=== What you have to do ===
Extract each line of the records below that contains the word "wooden".

=== Records for this task ===
════════

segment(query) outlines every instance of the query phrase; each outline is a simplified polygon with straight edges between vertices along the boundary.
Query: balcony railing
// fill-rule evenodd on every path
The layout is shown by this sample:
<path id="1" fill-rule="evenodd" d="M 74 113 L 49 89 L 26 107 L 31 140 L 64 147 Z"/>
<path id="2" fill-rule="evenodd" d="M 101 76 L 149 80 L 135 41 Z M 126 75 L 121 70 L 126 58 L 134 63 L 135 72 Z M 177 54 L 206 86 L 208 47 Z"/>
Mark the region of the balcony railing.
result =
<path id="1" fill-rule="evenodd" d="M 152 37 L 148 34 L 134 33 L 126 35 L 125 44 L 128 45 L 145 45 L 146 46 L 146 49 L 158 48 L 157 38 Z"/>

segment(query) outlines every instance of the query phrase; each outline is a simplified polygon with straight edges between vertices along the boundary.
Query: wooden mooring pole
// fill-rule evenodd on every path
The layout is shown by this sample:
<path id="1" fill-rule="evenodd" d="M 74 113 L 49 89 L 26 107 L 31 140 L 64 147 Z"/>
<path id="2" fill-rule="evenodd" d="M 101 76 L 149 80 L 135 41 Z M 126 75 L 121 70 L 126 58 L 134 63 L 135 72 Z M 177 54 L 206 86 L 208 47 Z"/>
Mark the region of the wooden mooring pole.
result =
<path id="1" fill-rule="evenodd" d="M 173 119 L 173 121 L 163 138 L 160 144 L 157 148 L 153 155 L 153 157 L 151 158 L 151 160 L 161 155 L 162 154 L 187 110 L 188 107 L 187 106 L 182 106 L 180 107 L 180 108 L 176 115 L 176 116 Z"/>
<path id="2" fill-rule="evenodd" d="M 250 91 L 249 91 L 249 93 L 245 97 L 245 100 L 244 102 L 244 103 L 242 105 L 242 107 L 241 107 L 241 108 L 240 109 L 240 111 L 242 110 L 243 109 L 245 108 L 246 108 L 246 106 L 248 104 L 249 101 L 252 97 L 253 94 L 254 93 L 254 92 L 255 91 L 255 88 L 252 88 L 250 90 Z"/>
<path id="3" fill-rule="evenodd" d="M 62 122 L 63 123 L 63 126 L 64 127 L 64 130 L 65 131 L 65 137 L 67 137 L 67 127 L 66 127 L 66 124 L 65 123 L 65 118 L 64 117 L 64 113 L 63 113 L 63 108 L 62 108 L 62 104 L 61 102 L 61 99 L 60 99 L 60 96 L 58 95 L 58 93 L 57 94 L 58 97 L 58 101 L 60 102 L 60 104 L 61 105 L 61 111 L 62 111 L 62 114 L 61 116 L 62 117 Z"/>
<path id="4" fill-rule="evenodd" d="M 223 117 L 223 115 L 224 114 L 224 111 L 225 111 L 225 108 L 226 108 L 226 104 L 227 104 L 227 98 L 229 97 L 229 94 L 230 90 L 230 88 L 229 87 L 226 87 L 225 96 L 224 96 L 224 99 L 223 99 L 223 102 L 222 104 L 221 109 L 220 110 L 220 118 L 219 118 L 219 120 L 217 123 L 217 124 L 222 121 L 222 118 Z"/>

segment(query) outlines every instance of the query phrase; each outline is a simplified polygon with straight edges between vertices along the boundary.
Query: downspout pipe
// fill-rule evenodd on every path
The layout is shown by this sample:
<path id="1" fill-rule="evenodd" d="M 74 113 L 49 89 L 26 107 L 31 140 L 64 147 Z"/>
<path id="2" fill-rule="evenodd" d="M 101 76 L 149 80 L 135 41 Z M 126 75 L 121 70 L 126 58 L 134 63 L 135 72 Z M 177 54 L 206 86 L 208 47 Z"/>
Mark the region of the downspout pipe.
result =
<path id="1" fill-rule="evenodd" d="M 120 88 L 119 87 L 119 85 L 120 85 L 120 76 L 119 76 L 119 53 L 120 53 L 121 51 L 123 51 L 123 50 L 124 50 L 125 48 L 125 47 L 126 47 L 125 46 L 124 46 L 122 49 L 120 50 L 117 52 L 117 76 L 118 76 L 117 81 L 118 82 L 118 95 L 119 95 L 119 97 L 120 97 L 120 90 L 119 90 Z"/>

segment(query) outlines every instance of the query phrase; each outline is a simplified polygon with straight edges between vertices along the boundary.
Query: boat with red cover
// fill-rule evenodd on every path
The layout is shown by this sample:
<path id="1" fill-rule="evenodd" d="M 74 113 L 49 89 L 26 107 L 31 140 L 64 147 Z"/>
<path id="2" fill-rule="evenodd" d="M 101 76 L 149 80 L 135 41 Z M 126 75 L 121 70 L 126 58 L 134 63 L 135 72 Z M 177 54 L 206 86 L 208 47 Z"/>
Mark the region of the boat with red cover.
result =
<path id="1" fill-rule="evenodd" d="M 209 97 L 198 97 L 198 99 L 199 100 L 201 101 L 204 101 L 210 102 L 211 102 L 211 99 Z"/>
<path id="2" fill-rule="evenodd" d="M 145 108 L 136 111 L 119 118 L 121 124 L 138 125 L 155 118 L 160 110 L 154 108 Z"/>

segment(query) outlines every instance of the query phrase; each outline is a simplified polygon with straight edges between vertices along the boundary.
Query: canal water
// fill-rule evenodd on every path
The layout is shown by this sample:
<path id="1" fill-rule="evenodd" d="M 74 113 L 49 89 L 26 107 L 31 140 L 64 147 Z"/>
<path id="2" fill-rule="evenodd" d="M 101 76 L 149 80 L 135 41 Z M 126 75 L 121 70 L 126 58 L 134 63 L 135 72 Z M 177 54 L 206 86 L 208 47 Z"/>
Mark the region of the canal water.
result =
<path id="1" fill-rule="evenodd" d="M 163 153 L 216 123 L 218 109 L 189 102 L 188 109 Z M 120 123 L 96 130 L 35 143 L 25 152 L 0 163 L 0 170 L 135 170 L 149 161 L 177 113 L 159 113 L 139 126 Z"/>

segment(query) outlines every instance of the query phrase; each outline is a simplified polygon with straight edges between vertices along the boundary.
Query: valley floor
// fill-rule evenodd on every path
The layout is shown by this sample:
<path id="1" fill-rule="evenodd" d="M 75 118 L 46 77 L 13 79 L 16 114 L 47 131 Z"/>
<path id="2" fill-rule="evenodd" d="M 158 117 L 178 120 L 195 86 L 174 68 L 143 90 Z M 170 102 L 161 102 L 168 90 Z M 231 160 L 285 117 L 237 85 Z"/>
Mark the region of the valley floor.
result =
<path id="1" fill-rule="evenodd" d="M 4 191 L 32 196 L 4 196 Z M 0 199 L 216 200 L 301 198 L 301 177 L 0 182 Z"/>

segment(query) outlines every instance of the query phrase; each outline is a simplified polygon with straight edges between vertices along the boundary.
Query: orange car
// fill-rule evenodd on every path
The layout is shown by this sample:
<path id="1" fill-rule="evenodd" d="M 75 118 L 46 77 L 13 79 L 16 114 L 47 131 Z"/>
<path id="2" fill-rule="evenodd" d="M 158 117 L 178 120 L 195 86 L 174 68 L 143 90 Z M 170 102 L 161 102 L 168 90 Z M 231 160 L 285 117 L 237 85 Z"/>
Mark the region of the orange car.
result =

════════

=== Answer in full ===
Query: wooden mooring pole
Mark the region of the wooden mooring pole.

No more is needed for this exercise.